During the mad scramble for General Data Protection Regulation (GDPR) compliance in the early part of last year, industry analysts were still speculating about the priorities and rigor of the European Union (EU) regulators. Major GDPR fines at the beginning of 2019 have helped to bring some much-needed clarity. The 50 million euro fine handed out to Google by supervisory authorities indicates that regulators are taking the letter of the law very seriously.
Google’s big GDPR violation
Google received the €50 million fine from French regulator CNIL for failing to adequately inform users about their data collection practices, and not giving users enough control over how their information is used.
The complaints were brought by two French privacy advocacy organizations shortly after the new data protection law went into effect in 2018. CNIL found that information on how data is used is not easily accessible enough to users, with important facts scattered across too many different documents. CNIL also found that some of Google’s descriptions of their data processing methods were too vague or unclear.
On this basis, CNIL ruled that the search giant failed to comply with the GDPR by not adequately obtaining the consent of users, particularly emphasizing that consent must be given for each specific purpose of data use rather than *en masse* with one checkbox that covers multiple purposes.

**Dataset content:**
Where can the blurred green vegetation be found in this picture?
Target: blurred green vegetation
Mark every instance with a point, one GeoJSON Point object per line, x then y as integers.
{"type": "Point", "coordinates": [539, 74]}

**To do:**
**a.** Render this sentence from the passage on Google's GDPR fine into Spanish: "CNIL also found that some of Google’s descriptions of their data processing methods were too vague or unclear."
**b.** Carry on the passage on Google's GDPR fine, starting right after its final sentence.

**Task results:**
**a.** La CNIL también determinó que algunas de las descripciones de Google sobre sus métodos de procesamiento de datos eran demasiado vagas o poco claras.

**b.**
The record size of the fine was based on the number of violations in the French market (given Google’s tremendous user base) and the fact that the violations are continuous and remain unaddressed.
Tech giants in the crosshairs for major GDPR fines?
This was the first GDPR fine for one of the “whales” of the tech world, and also the largest fine levied against anyone to date.
Relatively speaking, the fine is very little to a company that makes in the neighborhood of 30 billion euros per quarter. It was over 10 times larger than any previous GDPR fines, however, and was also relatively lenient in terms of what the GDPR allows. Given that “conditions of consent” were involved, the maximum total of GDPR fines for this sort of infraction could have amounted to as much as 4% of Google’s annual global turnover.
It’s reasonable to believe that this initial fine wasn’t meant so much as a deterrent as it was a warning. Google will have to pause and reconsider how it collects and handles its ream of advertising data, and consumer awareness of protected categories of personal data is likely to increase as GDPR fines like this are handed out.
Though it could potentially be on the hook for larger GDPR fines in the future should they not comply with the CNIL decision, a Google spokesperson has announced that the company plans to appeal.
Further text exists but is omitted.